**STATED GOAL 1:** In the disc problem, what is the mass of the smaller disc that is cut out?
**STATED GOAL 2:** List every answer choice offered in the disc problem, with its letter.
**STATED GOAL 3:** Pick up the solution to the disc problem after its last line and continue it.

Question

A circular disc of radius $\frac{R}{3}$ is cut from a circular disc of radius $R$ and mass $9M$ as shown. Then moment of inertia of the remaining disc about O perpendicular to the disc is:

• A. $4M{R}^2$
• B. $9M{R}^2$
• C. $\frac{37}{9}M{R}^2$
• D. $\frac{40}{9}M{R}^2$

Answer 1

The correct option is A $4M{R}^2$

The mass of the disc with radius $R$ is $9M$. As the density remains constant the mass of part of the disc with radius $\frac{R}{3}$ will be $M$.
If $m$ is the mass of the smaller disc we get
$\frac{9M}{\pi R^2}=\frac{m}{\pi (\frac{R}{3}{)}^2}$
Thus mass of smaller disc is $M$.

**SUPPLIED INFORMATION:**

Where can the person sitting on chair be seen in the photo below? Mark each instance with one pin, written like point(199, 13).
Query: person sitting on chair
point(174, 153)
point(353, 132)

**RESPONSE 1:** M

**RESPONSE 2:**
A. 4MR²
B. 9MR²
C. (37/9)MR²
D. (40/9)MR²

**RESPONSE 3:**
The distance between the centers of the two discs is $R-\frac{R}{3}=\frac{2R}{3}$
We calculate the moment of inertia of the smaller disc about O as $\frac{1}{2}M(\frac{R}{3}{)}^2+M(\frac{2R}{3}{)}^2=\frac{M{R}^2}{2}$(Using parallel axis theorem)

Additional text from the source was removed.